··· 入力エントリ

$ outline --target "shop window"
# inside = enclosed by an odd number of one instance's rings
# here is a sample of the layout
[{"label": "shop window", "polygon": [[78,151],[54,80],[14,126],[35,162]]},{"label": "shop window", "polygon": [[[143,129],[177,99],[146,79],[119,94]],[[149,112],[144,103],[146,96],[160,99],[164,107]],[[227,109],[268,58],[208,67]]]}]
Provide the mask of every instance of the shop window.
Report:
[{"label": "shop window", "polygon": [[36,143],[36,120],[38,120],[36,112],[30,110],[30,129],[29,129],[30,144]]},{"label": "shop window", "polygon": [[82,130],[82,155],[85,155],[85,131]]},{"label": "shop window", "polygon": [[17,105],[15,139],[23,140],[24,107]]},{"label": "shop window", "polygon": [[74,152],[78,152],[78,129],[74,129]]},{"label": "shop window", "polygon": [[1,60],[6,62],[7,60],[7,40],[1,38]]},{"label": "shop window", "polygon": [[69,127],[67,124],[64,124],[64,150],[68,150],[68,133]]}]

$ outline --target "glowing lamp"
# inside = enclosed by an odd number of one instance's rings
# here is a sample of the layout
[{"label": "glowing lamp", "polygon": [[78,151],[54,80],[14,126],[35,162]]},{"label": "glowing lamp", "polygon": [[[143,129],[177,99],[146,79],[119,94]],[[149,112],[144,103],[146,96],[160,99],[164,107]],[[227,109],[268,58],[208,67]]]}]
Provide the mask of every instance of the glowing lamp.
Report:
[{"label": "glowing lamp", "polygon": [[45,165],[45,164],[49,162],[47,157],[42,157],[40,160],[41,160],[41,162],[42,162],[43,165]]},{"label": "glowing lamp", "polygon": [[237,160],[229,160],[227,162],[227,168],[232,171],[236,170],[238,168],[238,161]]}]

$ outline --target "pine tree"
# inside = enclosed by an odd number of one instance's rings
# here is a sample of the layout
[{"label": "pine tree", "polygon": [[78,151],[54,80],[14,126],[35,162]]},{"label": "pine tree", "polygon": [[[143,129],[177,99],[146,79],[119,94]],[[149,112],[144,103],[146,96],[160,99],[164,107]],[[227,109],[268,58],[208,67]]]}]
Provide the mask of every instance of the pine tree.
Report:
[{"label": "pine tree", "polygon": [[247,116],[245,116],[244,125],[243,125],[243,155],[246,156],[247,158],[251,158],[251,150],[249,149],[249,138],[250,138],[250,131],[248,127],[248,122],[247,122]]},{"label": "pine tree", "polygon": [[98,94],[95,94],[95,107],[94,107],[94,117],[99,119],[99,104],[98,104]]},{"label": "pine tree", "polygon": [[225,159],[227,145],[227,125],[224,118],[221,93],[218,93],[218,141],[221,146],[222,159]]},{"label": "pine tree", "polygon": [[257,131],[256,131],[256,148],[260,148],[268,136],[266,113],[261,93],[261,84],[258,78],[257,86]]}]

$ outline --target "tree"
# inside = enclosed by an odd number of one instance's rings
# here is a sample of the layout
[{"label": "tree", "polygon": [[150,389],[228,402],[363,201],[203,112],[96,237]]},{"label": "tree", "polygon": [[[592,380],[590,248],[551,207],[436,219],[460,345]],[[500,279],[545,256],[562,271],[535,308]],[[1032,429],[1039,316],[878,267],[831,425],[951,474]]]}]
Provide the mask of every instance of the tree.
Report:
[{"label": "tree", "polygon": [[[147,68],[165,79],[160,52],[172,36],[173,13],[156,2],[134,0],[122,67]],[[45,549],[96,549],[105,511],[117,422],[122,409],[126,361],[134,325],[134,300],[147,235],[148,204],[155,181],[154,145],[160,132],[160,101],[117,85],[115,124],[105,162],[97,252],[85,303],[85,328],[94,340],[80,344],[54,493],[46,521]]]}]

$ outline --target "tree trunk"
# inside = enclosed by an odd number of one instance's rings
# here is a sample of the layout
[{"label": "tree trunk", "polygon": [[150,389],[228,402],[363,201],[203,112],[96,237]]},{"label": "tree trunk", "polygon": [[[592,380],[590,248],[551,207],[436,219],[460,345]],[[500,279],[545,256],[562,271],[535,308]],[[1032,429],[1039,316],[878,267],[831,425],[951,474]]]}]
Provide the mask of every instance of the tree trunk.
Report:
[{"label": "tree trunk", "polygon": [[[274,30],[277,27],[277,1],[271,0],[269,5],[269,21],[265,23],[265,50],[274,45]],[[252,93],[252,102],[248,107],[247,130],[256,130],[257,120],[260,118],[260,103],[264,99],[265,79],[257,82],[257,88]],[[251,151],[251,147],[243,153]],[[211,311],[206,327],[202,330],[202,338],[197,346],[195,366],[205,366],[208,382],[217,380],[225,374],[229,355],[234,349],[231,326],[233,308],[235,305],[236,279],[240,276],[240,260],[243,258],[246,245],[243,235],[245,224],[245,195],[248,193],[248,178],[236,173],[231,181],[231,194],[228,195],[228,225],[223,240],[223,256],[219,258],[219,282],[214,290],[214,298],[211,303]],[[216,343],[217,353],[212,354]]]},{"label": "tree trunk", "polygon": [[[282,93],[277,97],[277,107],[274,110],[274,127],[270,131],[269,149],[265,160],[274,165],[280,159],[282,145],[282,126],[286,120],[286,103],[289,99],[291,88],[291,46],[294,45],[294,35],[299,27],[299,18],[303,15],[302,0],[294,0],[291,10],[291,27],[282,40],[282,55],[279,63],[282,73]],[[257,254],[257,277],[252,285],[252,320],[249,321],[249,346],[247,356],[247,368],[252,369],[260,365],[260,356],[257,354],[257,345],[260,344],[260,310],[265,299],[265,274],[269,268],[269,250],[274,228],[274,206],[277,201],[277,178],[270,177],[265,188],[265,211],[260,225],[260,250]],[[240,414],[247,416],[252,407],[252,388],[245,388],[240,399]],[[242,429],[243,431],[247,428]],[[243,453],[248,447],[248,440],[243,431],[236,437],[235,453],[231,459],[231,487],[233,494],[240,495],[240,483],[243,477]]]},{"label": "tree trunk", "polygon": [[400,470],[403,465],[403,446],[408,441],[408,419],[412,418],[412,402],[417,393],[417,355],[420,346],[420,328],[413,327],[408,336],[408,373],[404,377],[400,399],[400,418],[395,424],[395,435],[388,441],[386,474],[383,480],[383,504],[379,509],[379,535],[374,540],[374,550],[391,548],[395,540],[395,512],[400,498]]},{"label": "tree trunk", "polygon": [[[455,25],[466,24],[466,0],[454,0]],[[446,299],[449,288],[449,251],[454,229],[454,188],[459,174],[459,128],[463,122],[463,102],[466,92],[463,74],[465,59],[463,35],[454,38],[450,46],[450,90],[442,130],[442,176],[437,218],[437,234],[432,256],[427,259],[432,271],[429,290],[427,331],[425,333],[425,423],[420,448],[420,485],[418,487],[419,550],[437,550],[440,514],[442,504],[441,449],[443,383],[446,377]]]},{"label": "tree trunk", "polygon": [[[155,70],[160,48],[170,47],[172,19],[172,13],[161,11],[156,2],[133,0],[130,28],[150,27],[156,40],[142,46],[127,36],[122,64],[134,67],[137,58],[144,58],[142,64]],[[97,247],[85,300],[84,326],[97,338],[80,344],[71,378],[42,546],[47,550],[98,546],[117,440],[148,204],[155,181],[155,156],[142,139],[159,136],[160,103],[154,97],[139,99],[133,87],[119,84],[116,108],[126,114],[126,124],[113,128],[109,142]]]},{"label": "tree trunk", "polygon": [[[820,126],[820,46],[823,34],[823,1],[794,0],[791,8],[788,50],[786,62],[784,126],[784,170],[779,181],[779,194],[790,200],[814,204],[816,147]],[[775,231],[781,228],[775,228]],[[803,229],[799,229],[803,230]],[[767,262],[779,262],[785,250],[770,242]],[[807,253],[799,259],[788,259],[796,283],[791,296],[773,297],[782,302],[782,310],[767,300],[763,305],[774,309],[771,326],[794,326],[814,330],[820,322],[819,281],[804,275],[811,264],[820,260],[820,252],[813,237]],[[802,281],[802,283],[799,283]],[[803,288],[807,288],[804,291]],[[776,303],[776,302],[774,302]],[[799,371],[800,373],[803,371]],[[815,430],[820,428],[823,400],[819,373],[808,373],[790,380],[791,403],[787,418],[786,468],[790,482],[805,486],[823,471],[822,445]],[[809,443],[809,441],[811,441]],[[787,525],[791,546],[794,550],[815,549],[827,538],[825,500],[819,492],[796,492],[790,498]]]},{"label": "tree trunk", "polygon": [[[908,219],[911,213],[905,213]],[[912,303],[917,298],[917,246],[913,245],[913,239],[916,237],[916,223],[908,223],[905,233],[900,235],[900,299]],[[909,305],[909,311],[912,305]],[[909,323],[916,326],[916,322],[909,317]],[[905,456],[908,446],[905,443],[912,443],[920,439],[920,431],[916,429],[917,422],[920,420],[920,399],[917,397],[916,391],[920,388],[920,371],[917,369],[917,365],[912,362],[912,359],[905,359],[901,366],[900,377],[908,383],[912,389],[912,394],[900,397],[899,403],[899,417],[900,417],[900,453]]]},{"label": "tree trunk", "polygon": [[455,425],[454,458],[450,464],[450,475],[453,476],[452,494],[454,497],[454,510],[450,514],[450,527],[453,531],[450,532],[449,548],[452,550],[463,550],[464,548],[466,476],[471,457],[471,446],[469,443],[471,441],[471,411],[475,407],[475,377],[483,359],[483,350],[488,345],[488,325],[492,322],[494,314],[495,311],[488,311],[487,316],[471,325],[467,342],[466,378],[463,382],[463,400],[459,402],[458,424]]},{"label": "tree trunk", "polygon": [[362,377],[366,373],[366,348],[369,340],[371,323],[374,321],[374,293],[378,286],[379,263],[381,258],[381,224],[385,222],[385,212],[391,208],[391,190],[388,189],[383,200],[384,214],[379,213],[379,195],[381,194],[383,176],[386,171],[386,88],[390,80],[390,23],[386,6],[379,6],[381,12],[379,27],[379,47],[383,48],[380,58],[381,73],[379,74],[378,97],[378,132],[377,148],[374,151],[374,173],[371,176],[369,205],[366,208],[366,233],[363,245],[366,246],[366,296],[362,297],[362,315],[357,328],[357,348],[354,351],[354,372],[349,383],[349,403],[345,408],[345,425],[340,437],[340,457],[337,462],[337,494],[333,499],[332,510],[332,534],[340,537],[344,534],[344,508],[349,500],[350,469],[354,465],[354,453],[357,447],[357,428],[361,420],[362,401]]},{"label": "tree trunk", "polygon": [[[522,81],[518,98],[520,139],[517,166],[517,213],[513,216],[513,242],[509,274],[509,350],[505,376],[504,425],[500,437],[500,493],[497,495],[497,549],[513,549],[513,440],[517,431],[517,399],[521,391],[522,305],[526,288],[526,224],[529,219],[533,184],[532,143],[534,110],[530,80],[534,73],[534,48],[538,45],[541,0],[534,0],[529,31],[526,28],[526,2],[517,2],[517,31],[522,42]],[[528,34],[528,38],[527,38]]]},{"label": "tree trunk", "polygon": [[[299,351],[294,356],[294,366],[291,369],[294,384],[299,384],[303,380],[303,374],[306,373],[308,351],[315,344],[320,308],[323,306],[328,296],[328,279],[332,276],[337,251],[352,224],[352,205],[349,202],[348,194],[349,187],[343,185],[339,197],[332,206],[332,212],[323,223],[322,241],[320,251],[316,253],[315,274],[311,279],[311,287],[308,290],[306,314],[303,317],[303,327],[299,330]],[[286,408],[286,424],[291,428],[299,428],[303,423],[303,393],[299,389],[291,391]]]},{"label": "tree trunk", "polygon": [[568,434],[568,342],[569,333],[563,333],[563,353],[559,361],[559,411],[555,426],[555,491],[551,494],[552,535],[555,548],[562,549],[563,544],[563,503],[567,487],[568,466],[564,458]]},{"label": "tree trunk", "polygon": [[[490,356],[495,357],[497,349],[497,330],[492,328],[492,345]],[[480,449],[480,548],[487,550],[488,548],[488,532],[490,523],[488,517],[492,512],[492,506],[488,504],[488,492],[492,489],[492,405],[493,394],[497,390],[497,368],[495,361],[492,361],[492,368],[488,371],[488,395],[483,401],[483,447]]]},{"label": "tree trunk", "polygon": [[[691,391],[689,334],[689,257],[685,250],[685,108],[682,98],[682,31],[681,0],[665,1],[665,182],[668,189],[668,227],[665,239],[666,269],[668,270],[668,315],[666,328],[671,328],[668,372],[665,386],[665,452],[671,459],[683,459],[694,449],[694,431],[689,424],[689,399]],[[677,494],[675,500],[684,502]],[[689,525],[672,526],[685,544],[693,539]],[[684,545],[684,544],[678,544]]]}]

······

上のエントリから文字列「mask」を含む行をすべて探し、その行を書き写すこと。大文字と小文字は区別する。

• 回答:
Provide the mask of every instance of the shop window.
Provide the mask of every instance of the glowing lamp.
Provide the mask of every instance of the pine tree.
Provide the mask of every instance of the tree.
Provide the mask of every instance of the tree trunk.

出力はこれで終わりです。